▶ _Your objective_
In the news report below on children's activity and weight, how many children were studied, and how old were they?

▶ _Page extract_
════

RODALE NEWS, EMMAUS, PA—A child’s screen time is a legitimate parental concern. But according to a study just published in the American Journal of Clinical Nutrition, it may not be the best target for fighting obesity in childhood. In the study, the time kids spent getting vigorous exercise was more indicative of their weight than the time they spent planted in front of a screen.
THE DETAILS: Researchers at the Medical Research Council Epidemiology Unit in Cambridge, England, used data from the SPEEDY (Sport, Physical Activity and Eating Behavior, Environmental Determinants in Young people) study to investigate factors that contribute to obesity in childhood. They looked at 1,892 9- to 10-year-old British children, all of whom wore devices on their hips for 12 weeks to assess how physically active they were, and whether their activity was light-intensity, moderate-intensity, vigorous-intensity, or moderate-plus-vigorous intensity. The children’s waist circumference, body mass index, and body fat index was also measured, and the children themselves reported the time they spent in front of TV, computer, and video screens.
The researchers found that the children who spent the most time being sedentary weighed the most. But the time children spent being vigorously physical active was actually more indicative of their weight than the time they spent sedentary. “Overall sedentary time is a risk factor [for overweight], whereas total active time is a ‘health’ factor,” explains Ulf Ekelund, PhD, professor and program leader at the Medical Research Council Epidemiology Unit in Cambridge, England, and author of the study. “But according to our study, the association between vigorous-intensity activities and adiposity was stronger than that between sedentary time and adiposity.”

════

▶ _Data provided_
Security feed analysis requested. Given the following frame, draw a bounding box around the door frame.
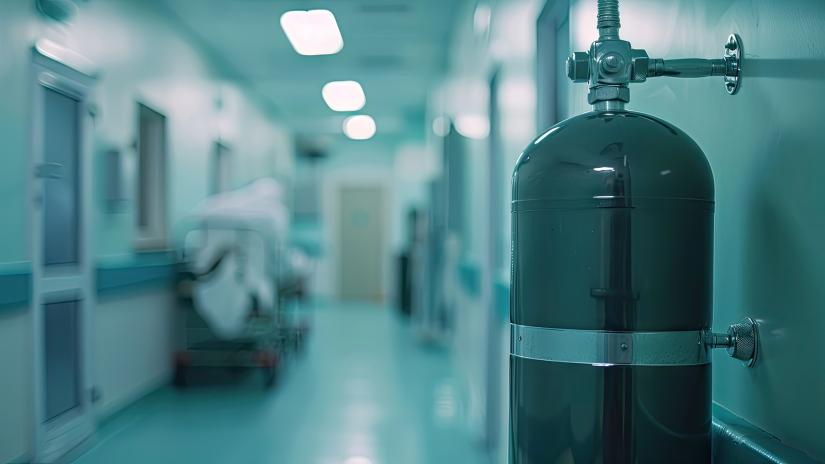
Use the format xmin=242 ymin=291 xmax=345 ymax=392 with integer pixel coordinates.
xmin=28 ymin=42 xmax=96 ymax=462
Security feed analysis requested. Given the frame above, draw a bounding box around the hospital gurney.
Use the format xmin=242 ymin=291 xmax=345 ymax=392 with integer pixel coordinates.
xmin=175 ymin=181 xmax=308 ymax=386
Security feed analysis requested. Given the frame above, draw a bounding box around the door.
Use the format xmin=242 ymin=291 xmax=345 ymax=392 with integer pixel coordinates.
xmin=31 ymin=53 xmax=94 ymax=462
xmin=536 ymin=0 xmax=573 ymax=131
xmin=338 ymin=186 xmax=384 ymax=302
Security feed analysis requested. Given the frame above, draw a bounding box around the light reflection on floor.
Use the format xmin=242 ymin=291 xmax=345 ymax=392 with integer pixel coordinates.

════

▶ _Result_
1,892 British children aged 9 to 10.